▶ **EXERCISE INSTRUCTIONS**: An exact copy of the records is required, minus the pictures they hold.

▶ **THE DATA**:
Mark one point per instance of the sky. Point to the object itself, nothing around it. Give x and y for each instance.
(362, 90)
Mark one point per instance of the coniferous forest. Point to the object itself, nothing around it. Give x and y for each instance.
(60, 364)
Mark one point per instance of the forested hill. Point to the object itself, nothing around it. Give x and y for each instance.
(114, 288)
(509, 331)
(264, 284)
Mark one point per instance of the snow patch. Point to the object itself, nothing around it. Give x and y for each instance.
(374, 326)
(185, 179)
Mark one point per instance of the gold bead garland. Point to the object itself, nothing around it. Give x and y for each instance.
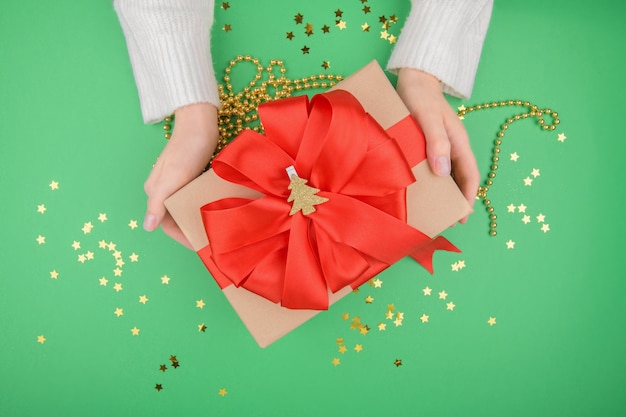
(239, 110)
(533, 111)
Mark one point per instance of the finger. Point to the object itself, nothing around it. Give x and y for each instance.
(171, 229)
(437, 143)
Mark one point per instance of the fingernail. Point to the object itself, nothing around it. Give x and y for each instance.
(443, 165)
(149, 222)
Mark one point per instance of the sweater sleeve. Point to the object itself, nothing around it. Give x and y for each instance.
(445, 39)
(168, 43)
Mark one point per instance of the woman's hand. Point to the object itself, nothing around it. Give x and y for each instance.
(186, 154)
(447, 144)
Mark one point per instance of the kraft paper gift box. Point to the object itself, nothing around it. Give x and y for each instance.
(433, 203)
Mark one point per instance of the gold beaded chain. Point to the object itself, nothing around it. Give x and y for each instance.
(533, 111)
(239, 110)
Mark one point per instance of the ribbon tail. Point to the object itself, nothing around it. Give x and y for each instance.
(424, 254)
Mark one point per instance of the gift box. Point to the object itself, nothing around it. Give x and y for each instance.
(336, 191)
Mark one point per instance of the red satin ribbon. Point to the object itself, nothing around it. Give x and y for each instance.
(358, 232)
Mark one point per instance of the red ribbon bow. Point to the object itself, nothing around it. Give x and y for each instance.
(358, 232)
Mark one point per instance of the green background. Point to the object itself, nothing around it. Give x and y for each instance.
(71, 114)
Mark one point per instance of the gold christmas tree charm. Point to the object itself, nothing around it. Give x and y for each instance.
(302, 196)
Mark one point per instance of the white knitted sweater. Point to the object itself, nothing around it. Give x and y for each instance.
(169, 46)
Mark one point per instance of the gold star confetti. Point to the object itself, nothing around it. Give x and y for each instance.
(87, 228)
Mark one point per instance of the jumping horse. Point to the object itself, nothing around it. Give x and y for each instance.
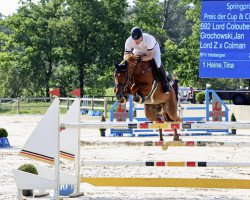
(137, 79)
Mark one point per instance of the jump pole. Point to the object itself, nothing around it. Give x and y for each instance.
(163, 163)
(169, 182)
(155, 125)
(168, 144)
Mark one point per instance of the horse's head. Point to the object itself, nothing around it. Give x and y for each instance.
(121, 78)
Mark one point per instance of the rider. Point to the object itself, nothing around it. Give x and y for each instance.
(147, 48)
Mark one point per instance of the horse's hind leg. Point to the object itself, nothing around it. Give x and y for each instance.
(176, 136)
(151, 112)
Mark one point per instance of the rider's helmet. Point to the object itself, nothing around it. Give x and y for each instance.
(136, 33)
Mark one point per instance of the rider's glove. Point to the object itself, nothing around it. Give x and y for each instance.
(139, 58)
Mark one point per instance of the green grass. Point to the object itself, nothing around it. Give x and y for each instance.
(28, 108)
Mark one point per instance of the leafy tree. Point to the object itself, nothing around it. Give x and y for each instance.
(36, 35)
(93, 33)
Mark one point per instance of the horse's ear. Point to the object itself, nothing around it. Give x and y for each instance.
(116, 64)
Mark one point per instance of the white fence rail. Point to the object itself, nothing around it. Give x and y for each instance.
(15, 103)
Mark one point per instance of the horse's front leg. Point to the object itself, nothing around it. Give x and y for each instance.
(136, 97)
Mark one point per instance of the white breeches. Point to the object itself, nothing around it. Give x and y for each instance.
(156, 54)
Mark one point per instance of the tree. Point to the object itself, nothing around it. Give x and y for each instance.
(36, 34)
(93, 33)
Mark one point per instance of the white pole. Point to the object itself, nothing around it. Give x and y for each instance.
(57, 157)
(78, 157)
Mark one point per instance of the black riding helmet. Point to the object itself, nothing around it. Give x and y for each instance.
(136, 33)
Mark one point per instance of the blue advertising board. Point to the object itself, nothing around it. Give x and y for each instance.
(225, 39)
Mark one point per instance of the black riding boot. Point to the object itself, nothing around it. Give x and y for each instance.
(164, 79)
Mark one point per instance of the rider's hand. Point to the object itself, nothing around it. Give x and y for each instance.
(139, 58)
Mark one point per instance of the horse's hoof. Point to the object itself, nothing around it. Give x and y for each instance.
(164, 147)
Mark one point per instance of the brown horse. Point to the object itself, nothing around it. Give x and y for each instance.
(137, 79)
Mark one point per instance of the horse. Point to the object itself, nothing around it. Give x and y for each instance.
(137, 79)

▶ **OUTPUT OF THE EXERCISE**:
Mark one point per instance of the sky. Point to the object itself, nothing around it. Give x and y for each instance.
(362, 90)
Mark one point per instance of the coniferous forest. Point to the object itself, nothing around it. Give x and y for each instance.
(60, 364)
Mark one point per instance of the forested hill. Point to the object itself, nothing around it. Give x and y for each instance.
(114, 288)
(509, 331)
(264, 284)
Mark one point per instance of the snow patch. Point to the object itself, nothing around it. Give x and y for each instance.
(374, 326)
(185, 179)
Mark one point per instance of the gold bead garland. Point to the object itself, nothing around it. Give x and y for each instance.
(239, 110)
(533, 111)
Mark one point per instance of the finger. Point to the object itself, nothing around it. Give x and y for each instance.
(171, 229)
(437, 143)
Mark one point per instance of the fingernail. Point to the object itself, nothing around it. Give x and y for each instance.
(443, 165)
(149, 222)
Mark one point per instance of the sweater sleeve. Point to the object itself, nothing around it. Give x and y for each instance.
(445, 39)
(168, 43)
Mark one point per instance of the woman's hand. Point to the object itself, nothing around it. Give x and y for each instance.
(186, 154)
(447, 144)
Mark one point per instance of the kraft paper gift box. Point to the object itself, nothing around it. Give x and y for each instance.
(433, 203)
Mark one point per instance of the gold beaded chain. Point to the object itself, nothing around it. Give x and y for each instance.
(533, 111)
(239, 110)
Mark one point per instance of the ribbon tail. Point to the object itself, nothing around it. Give x and y for each instance.
(424, 254)
Mark one point per instance of the gift box. Point to the object itself, nothing around it. Give x and y for each instance.
(336, 191)
Mark one point per instance of the red satin ribbon. Point to the object itself, nothing around it. Give x and y for each instance.
(358, 232)
Mark one point per instance of the red ribbon bow. Point to the object itself, nothing around it. Give x and y for each instance.
(358, 232)
Mark one point per instance of the green background. Point to the object itself, nothing around it. Give x and y for each instance.
(71, 114)
Mark one point per instance of the gold christmas tree charm. Point to the object itself, nothing around it. Give x and y for each instance.
(302, 196)
Mark one point per instance of the white knitted sweater. Point to the object itself, nothing around it. Give x and y for each instance.
(169, 46)
Mark one point per instance of the gold star confetti. Point to the object itself, nothing around it. Give x and y for each instance.
(87, 228)
Mark one point per instance of the jumping horse. Point to the object itself, nothing around it. Give x and y for each instance.
(137, 79)
Mark one point per instance of the jump pole. Point to the object itself, nothing around it. Give x and y for each instance.
(163, 163)
(169, 182)
(155, 125)
(168, 144)
Mark one point per instance of the horse's head. Point to the object itself, nothing around it. Give x and y for each instance.
(121, 78)
Mark one point per instance of the rider. Point to the object itself, nothing around it. Give x and y for each instance.
(147, 48)
Mark one point per instance of the horse's hind leg. Point to the object itself, nothing around it. Give x and y for each instance.
(176, 136)
(151, 112)
Mark one point per instance of the rider's helmet. Point to the object itself, nothing around it. Give x and y for each instance.
(136, 33)
Mark one point per instance of the rider's glove. Point to the object itself, nothing around it. Give x and y for each instance.
(139, 58)
Mark one point per instance of the green grass. Point to the object itself, nothing around it. Give x and y for each instance.
(28, 108)
Mark one point per instance of the leafy tree. Point to the object itself, nothing around it. Give x and y for each instance.
(36, 35)
(93, 33)
Mark one point per instance of the horse's ear. Point to the object itself, nothing around it. Give x and y for each instance.
(116, 64)
Mark one point per instance of the white fence rail. Point to the object itself, nothing around it. Give x and y for each instance.
(15, 103)
Mark one point per instance of the horse's front leg. Point to the object itself, nothing around it. Give x and y for each instance.
(136, 97)
Mark one point per instance of the white breeches. Point to the object itself, nothing around it. Give x and y for each instance.
(156, 54)
Mark one point per instance of the tree. Point to the object itself, nothing around it. Give x and y for each instance.
(36, 34)
(93, 33)
Mark one point per instance of the white pole. Point to the object itself, nothing around it. Give x and y for each instance.
(57, 157)
(78, 157)
Mark one point per instance of the black riding helmet. Point to the object itself, nothing around it. Give x and y for each instance.
(136, 33)
Mark one point per instance of the blue advertising board. Point to the object itself, nothing around it. Give x and y for each instance.
(225, 39)
Mark one point per instance of the black riding boot. Point to the object itself, nothing around it. Give x and y for each instance.
(164, 79)
Mark one point per instance of the rider's hand. Point to the object itself, nothing around it. Give x and y for each instance.
(139, 58)
Mark one point per instance of the horse's hoof. Point to the object itself, nothing around it. Give x and y for each instance.
(164, 147)
Mark one point per instance of the brown horse. Point to the object itself, nothing around it. Give x and y for each instance.
(137, 79)
Mark one point per instance of the horse. Point to the object itself, nothing around it. Give x and y for each instance.
(137, 79)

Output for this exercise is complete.